THE REQUEST. Starting with the line that has "For each instance of the pony's mouth, drop" in it, repeat every line through the last one, word for word, and give nothing more.
──────── LISTED RECORDS ────────
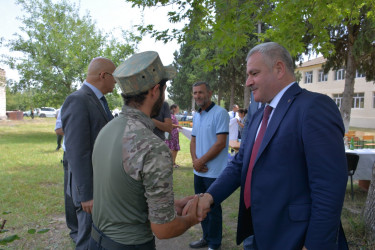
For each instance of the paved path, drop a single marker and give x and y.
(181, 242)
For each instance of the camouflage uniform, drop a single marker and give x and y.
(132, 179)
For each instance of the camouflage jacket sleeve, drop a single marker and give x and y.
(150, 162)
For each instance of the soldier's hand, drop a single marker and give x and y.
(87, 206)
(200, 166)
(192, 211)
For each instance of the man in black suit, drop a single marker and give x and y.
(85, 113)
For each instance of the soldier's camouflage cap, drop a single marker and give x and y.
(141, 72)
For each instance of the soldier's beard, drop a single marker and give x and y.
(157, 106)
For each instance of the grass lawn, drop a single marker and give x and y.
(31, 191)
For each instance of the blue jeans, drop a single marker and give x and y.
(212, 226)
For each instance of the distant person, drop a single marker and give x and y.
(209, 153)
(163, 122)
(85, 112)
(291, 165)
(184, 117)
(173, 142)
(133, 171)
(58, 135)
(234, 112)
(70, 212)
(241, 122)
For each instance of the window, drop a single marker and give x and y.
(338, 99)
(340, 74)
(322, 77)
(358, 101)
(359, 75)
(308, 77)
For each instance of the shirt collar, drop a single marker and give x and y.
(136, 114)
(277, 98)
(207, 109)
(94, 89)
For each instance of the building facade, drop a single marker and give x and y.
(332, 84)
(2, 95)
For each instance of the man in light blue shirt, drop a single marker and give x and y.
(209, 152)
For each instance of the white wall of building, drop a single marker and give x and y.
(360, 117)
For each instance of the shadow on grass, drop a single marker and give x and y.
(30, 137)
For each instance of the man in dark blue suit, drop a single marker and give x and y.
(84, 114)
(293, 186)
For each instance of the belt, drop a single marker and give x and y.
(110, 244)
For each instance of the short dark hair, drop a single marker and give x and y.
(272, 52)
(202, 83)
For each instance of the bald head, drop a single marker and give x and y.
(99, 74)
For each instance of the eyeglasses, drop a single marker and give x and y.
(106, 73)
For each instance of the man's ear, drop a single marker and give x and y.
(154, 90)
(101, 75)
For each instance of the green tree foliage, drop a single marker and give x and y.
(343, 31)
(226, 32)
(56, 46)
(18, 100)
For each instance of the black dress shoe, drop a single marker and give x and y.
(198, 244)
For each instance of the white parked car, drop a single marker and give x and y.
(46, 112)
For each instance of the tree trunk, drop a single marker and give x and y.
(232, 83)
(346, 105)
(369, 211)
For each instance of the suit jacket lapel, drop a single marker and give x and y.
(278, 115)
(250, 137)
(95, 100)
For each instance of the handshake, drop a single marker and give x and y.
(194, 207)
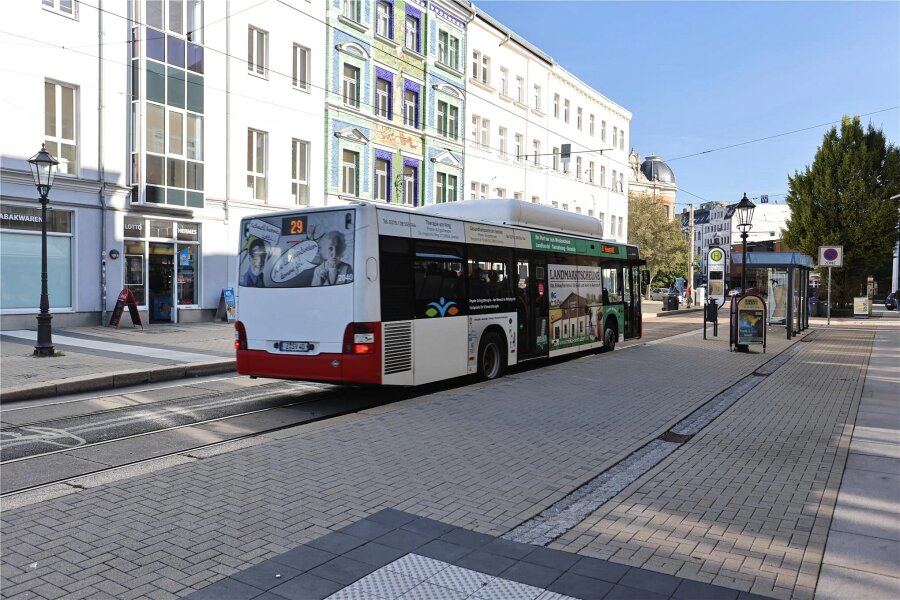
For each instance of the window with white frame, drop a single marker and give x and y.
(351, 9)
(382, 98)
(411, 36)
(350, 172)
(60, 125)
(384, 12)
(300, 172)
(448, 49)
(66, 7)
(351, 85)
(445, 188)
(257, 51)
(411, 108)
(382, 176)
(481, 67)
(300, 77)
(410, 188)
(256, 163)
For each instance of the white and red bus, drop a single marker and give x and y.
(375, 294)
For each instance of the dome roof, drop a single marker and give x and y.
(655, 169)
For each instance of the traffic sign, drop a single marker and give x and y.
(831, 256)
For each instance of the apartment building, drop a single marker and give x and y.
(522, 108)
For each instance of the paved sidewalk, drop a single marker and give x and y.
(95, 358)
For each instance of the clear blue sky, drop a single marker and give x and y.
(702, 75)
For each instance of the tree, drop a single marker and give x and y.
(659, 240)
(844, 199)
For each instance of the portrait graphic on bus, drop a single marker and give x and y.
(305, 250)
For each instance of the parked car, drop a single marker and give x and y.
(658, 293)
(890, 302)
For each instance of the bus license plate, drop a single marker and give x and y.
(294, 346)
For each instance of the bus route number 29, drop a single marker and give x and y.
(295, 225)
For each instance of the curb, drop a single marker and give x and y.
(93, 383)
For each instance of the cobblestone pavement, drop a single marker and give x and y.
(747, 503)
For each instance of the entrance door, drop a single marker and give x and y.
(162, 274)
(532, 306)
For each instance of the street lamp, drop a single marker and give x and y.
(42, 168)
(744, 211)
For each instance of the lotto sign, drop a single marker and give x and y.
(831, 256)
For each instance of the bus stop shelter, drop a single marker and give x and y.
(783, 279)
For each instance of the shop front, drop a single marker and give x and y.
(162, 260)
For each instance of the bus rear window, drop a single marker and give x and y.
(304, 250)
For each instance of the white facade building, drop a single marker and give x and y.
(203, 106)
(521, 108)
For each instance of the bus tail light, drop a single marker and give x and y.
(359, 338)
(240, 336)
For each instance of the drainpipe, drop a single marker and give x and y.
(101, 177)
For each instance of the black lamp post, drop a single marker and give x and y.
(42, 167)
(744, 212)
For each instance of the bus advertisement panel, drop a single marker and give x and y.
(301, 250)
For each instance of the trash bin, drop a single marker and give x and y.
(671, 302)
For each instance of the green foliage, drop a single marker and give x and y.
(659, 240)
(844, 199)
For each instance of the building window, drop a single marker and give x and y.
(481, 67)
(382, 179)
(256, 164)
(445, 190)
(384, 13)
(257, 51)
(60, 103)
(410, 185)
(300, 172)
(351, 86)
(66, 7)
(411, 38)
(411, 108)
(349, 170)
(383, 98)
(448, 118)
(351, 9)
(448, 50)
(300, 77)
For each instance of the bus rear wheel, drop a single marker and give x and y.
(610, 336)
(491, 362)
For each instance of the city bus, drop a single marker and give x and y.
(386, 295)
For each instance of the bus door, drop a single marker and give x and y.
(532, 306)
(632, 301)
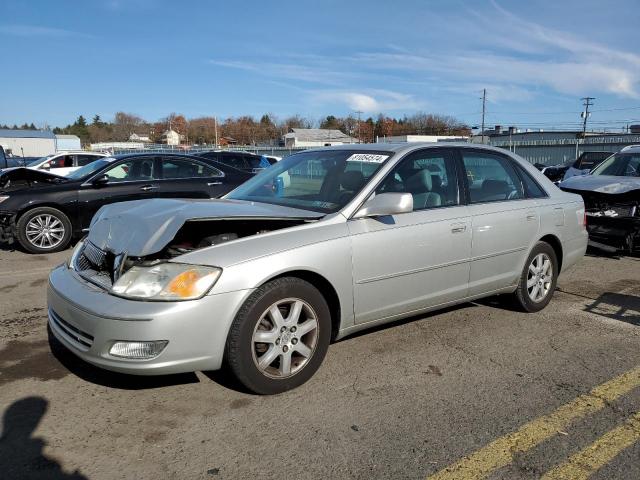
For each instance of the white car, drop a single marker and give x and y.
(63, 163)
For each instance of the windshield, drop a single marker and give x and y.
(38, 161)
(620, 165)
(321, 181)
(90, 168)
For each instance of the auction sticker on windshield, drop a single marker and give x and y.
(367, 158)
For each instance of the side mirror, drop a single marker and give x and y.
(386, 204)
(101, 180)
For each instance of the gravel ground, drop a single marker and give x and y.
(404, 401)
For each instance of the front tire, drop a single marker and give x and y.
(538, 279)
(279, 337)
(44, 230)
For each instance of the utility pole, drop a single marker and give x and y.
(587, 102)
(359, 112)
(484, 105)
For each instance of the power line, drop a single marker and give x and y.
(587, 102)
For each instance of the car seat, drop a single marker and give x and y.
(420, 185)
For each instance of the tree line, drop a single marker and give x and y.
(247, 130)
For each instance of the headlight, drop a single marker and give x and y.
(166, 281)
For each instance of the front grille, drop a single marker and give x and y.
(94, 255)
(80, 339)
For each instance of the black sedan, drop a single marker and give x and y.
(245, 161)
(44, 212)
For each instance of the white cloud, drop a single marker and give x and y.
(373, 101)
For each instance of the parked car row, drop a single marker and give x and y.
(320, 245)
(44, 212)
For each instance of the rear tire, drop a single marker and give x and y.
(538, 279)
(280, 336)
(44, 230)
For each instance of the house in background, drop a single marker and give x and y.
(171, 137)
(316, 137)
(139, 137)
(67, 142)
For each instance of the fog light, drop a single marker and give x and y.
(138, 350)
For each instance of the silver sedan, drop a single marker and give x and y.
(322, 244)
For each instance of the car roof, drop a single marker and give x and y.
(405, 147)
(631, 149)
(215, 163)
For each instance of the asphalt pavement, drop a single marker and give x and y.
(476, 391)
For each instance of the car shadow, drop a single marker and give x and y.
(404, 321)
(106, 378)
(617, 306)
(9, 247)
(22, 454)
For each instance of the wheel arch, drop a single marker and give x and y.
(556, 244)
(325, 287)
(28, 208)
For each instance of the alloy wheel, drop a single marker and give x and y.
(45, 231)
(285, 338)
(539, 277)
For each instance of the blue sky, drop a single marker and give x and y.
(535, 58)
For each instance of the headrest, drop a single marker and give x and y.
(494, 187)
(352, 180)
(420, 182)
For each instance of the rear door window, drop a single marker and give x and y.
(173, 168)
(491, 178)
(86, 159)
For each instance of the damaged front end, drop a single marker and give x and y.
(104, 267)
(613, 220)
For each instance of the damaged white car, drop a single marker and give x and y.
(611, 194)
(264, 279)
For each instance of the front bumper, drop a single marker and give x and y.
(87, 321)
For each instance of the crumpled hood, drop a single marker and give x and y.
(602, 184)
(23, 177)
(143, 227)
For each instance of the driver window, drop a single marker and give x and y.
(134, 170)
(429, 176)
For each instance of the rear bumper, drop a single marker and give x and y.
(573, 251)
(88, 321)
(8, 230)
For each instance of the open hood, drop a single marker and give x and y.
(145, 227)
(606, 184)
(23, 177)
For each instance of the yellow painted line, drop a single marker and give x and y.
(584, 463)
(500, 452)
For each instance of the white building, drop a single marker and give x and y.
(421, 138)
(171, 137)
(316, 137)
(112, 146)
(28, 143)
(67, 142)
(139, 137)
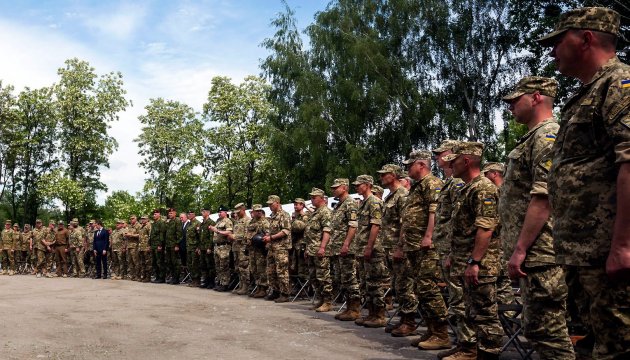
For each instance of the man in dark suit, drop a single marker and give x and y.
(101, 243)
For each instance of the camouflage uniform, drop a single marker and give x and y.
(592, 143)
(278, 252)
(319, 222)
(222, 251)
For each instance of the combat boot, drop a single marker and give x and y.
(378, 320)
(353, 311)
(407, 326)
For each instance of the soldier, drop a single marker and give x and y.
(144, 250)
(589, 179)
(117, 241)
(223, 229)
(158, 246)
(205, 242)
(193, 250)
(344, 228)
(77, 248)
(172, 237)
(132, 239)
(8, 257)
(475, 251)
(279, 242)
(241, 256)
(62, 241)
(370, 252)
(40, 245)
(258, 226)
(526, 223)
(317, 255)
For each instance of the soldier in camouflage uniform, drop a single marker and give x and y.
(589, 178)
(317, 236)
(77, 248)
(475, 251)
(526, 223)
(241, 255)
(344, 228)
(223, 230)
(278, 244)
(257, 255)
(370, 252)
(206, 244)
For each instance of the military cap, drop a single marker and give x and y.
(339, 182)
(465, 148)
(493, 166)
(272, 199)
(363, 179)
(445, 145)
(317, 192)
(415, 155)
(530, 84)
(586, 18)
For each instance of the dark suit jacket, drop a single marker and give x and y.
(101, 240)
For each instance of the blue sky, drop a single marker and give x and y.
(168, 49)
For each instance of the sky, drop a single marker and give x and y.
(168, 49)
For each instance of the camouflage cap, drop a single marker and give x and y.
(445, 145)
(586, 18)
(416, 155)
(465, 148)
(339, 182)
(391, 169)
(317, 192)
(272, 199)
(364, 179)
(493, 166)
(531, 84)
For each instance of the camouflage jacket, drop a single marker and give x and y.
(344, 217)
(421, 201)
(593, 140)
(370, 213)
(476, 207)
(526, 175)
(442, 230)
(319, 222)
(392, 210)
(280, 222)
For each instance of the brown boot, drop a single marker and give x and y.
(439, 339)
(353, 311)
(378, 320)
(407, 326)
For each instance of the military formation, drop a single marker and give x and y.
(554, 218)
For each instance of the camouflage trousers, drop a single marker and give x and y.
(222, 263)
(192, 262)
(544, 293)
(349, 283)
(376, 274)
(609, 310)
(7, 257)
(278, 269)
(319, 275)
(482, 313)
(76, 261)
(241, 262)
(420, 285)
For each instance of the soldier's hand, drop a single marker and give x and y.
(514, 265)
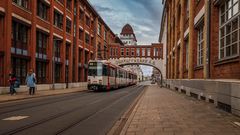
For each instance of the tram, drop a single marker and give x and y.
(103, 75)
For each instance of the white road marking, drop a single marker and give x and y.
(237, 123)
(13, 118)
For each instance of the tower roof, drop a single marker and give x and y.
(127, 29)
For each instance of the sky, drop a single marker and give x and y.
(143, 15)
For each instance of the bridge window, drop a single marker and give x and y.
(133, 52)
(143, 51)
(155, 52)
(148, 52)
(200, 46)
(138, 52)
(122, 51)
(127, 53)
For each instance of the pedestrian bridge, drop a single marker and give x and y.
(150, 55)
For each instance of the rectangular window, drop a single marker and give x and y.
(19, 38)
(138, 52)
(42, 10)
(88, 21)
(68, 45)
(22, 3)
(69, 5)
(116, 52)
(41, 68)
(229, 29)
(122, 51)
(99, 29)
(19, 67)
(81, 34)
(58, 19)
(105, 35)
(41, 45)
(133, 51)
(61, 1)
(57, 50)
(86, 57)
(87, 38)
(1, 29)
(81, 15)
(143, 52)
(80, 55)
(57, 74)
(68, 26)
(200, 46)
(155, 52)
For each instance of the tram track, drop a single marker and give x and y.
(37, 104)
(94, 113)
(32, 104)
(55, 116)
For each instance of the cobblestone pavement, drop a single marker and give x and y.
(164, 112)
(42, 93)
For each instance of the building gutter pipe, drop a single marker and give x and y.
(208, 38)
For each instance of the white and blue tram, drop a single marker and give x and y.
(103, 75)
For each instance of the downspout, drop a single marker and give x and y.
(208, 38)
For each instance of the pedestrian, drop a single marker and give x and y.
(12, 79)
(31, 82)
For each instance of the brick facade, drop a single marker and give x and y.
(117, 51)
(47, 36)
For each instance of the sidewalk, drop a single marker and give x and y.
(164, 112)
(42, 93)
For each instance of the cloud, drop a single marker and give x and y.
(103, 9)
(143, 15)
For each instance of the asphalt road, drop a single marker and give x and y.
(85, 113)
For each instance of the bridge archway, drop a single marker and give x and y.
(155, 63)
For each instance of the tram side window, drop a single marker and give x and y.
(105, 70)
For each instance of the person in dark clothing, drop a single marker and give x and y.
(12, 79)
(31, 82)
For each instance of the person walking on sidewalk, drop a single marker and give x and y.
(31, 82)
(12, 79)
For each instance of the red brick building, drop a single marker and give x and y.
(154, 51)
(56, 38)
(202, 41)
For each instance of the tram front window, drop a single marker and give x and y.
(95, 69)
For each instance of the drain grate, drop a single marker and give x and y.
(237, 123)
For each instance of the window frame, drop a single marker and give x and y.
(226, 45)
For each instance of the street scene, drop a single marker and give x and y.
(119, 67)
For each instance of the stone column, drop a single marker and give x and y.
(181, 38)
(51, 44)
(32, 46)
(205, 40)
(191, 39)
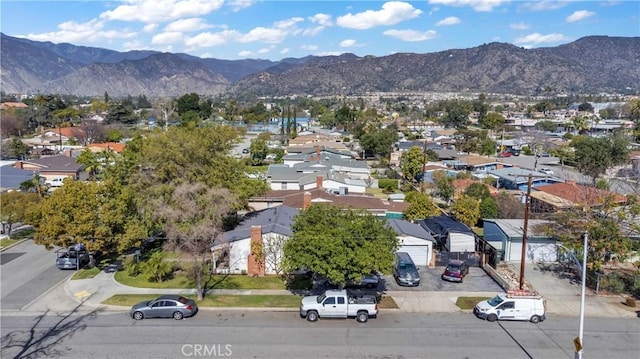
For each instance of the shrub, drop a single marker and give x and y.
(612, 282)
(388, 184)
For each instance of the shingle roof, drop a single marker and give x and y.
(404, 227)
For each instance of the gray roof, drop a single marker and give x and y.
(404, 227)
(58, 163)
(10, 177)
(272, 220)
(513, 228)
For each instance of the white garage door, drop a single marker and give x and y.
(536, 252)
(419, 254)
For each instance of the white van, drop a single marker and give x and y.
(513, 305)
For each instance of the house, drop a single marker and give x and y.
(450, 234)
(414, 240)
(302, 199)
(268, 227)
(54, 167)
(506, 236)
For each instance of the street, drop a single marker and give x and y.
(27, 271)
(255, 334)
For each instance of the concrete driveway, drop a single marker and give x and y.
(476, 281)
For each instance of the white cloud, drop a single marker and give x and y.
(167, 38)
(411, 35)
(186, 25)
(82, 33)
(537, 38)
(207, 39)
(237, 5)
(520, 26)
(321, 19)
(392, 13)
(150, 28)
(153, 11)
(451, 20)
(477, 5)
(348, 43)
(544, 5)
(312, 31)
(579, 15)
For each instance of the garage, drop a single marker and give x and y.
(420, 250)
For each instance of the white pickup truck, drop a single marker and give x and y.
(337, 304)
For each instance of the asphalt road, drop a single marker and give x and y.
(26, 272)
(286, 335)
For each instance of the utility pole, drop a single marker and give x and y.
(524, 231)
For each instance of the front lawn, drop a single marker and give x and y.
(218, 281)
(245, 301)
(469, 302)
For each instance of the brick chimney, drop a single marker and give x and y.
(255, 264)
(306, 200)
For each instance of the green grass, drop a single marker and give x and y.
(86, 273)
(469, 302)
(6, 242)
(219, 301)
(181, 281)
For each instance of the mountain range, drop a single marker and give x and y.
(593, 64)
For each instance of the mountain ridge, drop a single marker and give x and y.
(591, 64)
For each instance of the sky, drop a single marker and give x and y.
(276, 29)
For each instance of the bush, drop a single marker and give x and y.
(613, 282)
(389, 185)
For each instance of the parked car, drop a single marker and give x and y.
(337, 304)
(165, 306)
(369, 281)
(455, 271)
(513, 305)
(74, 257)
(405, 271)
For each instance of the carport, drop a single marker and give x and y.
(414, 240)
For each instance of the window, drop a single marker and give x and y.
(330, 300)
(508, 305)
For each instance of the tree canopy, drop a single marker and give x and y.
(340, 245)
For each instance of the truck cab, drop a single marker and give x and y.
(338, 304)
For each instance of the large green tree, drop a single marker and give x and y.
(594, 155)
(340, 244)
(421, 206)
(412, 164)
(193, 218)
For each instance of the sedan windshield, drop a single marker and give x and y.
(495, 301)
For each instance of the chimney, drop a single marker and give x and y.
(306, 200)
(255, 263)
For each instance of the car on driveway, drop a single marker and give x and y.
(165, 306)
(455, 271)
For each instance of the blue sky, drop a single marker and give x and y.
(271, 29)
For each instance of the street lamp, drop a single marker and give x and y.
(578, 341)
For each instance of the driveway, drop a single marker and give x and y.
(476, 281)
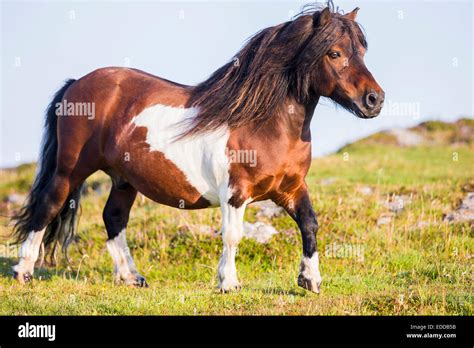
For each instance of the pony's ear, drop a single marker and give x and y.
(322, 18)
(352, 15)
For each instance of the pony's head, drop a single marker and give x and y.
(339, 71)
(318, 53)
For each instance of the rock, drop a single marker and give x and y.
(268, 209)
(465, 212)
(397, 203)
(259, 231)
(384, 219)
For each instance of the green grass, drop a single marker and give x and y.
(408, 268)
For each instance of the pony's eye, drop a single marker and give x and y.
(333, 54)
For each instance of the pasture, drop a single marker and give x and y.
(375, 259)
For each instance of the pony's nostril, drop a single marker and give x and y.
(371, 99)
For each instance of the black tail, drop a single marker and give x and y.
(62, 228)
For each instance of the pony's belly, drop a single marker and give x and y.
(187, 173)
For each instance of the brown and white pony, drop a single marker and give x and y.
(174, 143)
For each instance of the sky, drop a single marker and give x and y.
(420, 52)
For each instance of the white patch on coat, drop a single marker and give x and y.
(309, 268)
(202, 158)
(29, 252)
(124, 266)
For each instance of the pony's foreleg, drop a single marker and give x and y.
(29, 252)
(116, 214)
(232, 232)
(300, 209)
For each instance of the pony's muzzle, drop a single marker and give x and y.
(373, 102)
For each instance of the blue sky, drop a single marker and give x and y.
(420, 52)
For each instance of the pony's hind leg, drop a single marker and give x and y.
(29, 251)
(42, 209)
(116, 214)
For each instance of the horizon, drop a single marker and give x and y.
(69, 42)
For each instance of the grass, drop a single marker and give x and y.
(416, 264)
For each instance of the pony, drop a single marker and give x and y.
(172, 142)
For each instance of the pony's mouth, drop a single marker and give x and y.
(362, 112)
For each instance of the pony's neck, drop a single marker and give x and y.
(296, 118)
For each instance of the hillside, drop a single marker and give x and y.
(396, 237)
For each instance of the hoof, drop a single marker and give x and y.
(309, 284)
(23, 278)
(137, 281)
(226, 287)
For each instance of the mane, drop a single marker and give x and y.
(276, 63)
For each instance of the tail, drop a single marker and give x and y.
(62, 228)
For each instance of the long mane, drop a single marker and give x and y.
────────
OUTPUT FOR THIS TASK.
For each instance of the pony's mouth, drop a single marker and give x and y.
(362, 112)
For each instance of the pony's neck, drop a single marker and give x and y.
(296, 118)
For each instance of the hillside, drop a single marker and give x and y.
(396, 237)
For each instance of the hoof, drop a single marker and give x and y.
(309, 284)
(23, 278)
(137, 281)
(226, 287)
For each instance of the mane, drop a single marker and give x and y.
(276, 63)
For each instance of the tail, drop a single marker and give x and y.
(62, 228)
For each instance of the long mane, drop a single marker and give x and y.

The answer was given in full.